§ ASSIGNMENT: Work through the records below, line by line, and say how many lines include "target", with nothing else.

§ LISTED RECORDS:
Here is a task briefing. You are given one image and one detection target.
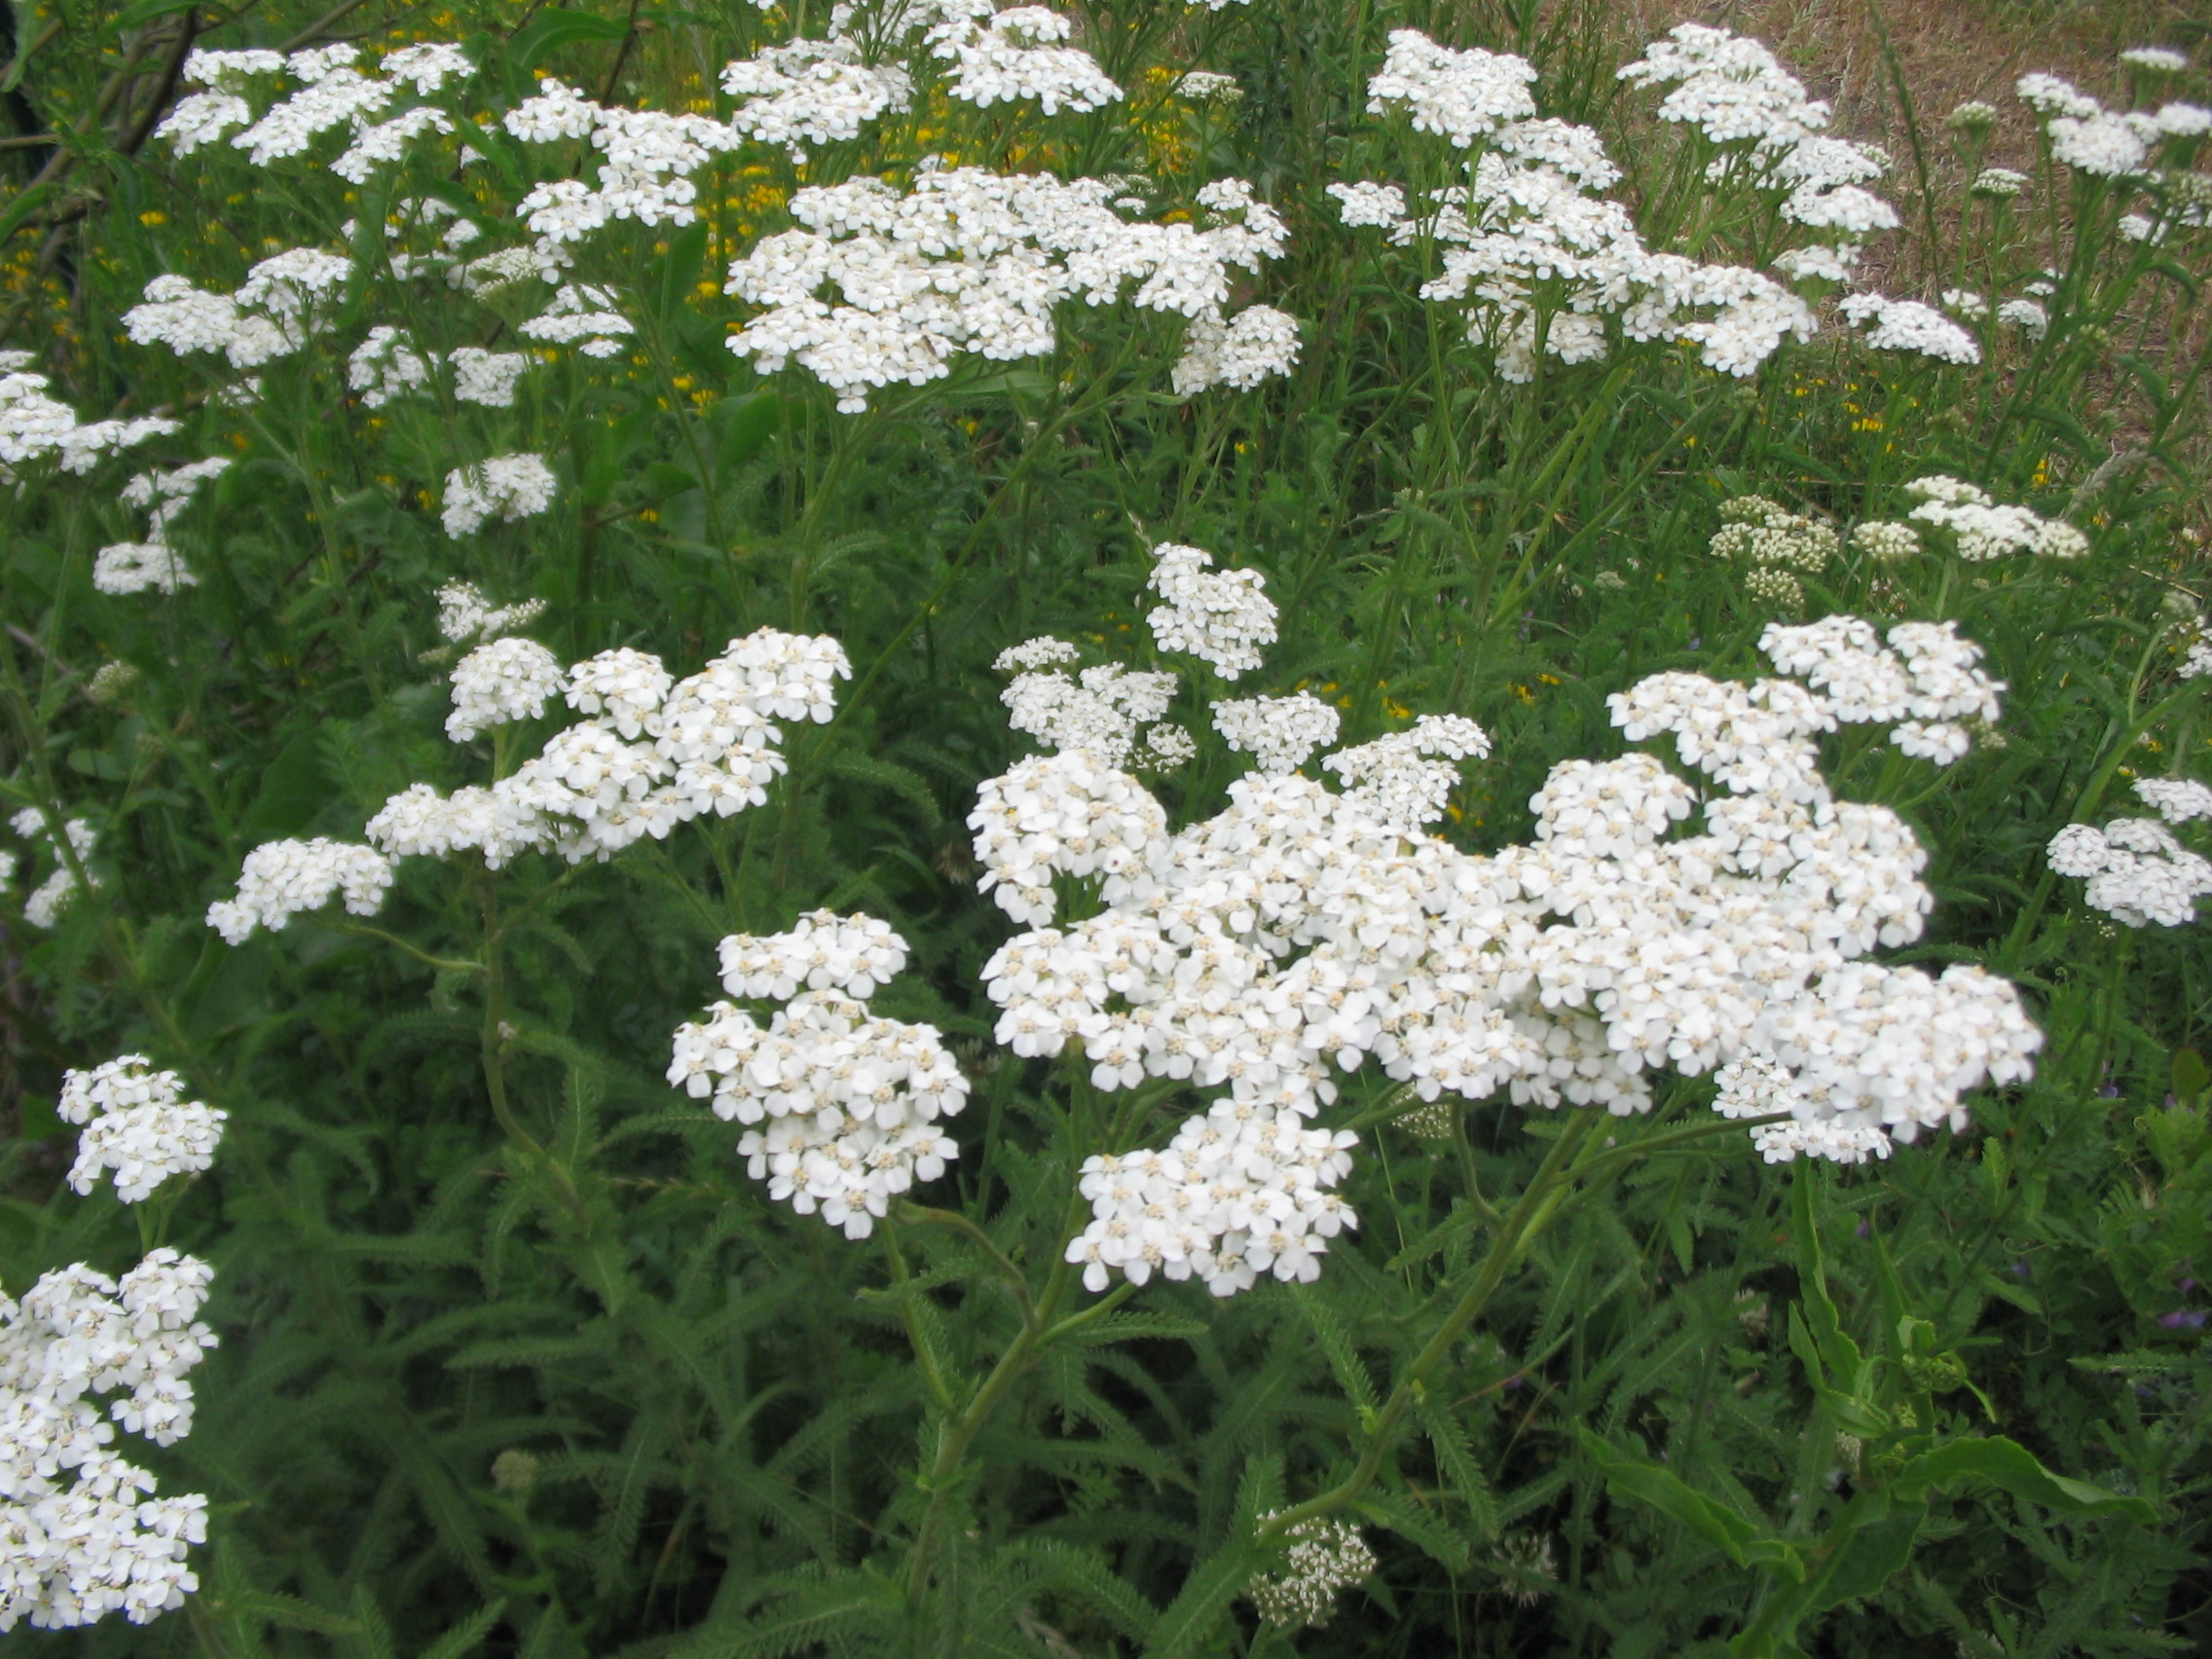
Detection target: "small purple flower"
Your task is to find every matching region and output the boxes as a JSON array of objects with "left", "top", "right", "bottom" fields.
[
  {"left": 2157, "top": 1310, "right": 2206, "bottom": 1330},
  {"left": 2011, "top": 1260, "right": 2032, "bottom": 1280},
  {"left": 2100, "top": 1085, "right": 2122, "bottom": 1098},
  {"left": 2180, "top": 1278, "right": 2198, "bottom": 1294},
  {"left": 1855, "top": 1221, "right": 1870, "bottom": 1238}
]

§ RESPONSE BOX: 2